**Source:**
# Pearling with no Co2 and low light... UPDATE 10/26



## guppygolucky (Nov 9, 2009)

I'm so confused...so what was the secret?


----------



## GitMoe (Aug 30, 2010)

guppygolucky said:


> I'm so confused...so what was the secret?


Secret formula... lol.


----------



## beedee (Jul 1, 2010)

cool stuff!


----------



## caall99 (Jul 6, 2010)

secret ain't worth anything to us unless you tell us 

<----- PM me and i will love you.


----------



## GitMoe (Aug 30, 2010)

caall99 said:


> secret ain't worth anything to us unless you tell us
> 
> <----- PM me and i will love you.


Don't really wanna get into the chemistry of the Excel replacement. Just wanted to let people know they have options to get excellent growth. As Ive said here and other threads. Im testing a few things for a while and then we'll be making some items available to everybody.


----------



## odie (Dec 29, 2009)

Dude you said secret inside!!! False advertising!!!


----------



## HolyAngel (Oct 18, 2010)

Lol @ Odie ^^

Would definitely be interested in this tho, let us know when you can share


----------



## Madfish (Sep 9, 2007)

Let me know what your using and I can do some tests on my tank to make sure it works. But thats cool I cant wait to hear what it is.


----------



## OverStocked (May 26, 2007)

**Written exercise 1:**
Copy a passage from the forum thread word for word, beginning at the words "## Madfish (Sep" and ending after the words "(May 26, 2007)".

Point-based annotation data
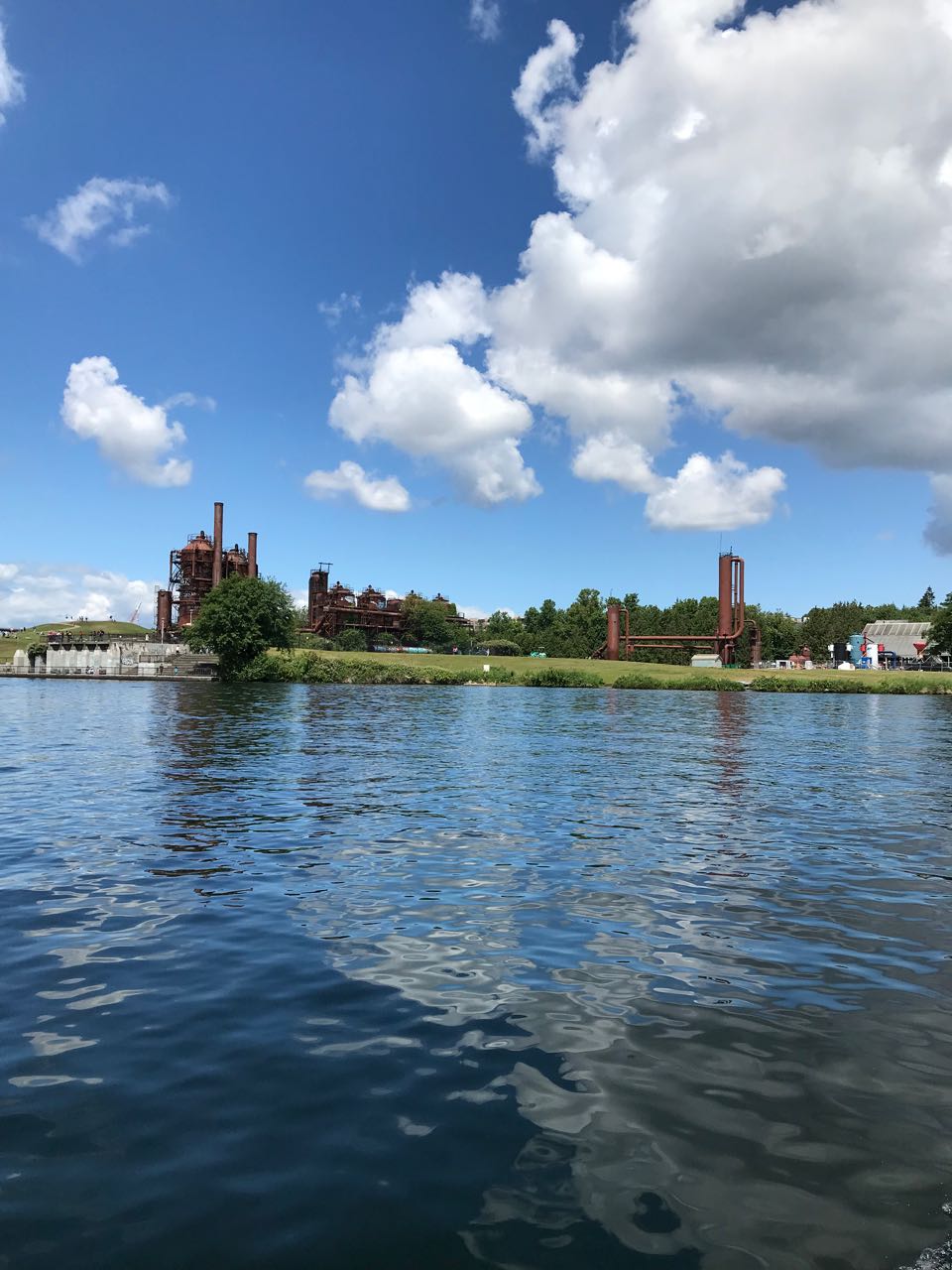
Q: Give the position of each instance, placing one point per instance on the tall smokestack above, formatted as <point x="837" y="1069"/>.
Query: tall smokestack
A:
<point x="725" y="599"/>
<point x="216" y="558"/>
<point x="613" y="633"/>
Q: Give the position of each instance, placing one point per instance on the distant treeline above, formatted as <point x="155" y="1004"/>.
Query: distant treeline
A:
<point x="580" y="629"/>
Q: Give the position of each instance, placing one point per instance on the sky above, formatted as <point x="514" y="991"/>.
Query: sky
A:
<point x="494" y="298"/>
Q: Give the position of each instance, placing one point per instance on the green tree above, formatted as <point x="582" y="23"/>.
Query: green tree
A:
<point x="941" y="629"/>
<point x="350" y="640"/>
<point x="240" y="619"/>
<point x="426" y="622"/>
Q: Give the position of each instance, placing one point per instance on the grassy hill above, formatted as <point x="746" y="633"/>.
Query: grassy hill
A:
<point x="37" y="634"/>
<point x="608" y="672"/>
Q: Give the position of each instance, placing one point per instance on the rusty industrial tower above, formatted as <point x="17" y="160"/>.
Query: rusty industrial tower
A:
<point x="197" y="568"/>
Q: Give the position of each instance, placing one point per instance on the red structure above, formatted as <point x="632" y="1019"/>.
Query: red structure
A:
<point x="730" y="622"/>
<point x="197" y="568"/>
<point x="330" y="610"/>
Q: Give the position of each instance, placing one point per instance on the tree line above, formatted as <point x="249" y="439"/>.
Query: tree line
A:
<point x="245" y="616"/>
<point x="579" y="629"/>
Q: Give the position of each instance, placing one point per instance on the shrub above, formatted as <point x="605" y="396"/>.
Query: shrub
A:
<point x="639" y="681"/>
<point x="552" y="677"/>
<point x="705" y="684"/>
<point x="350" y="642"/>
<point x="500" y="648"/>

**Written exercise 2:**
Output the lines of the records as a JSON list of strings, one string per line and blank lines omitted. Begin at the line that has "the red structure" and stop after the last line of the records.

**Written response 1:**
## Madfish (Sep 9, 2007)

Let me know what your using and I can do some tests on my tank to make sure it works. But thats cool I cant wait to hear what it is.


----------



## OverStocked (May 26, 2007)

**Written response 2:**
[
  "Q: Give the position of each instance, placing one point per instance on the red structure above, formatted as <point x=\"632\" y=\"1019\"/>.",
  "Query: red structure",
  "A:",
  "<point x=\"730\" y=\"622\"/>",
  "<point x=\"197\" y=\"568\"/>",
  "<point x=\"330\" y=\"610\"/>",
  "Q: Give the position of each instance, placing one point per instance on the tree line above, formatted as <point x=\"249\" y=\"439\"/>.",
  "Query: tree line",
  "A:",
  "<point x=\"245\" y=\"616\"/>",
  "<point x=\"579\" y=\"629\"/>",
  "Q: Give the position of each instance, placing one point per instance on the shrub above, formatted as <point x=\"605\" y=\"396\"/>.",
  "Query: shrub",
  "A:",
  "<point x=\"639\" y=\"681\"/>",
  "<point x=\"552\" y=\"677\"/>",
  "<point x=\"705\" y=\"684\"/>",
  "<point x=\"350\" y=\"642\"/>",
  "<point x=\"500\" y=\"648\"/>"
]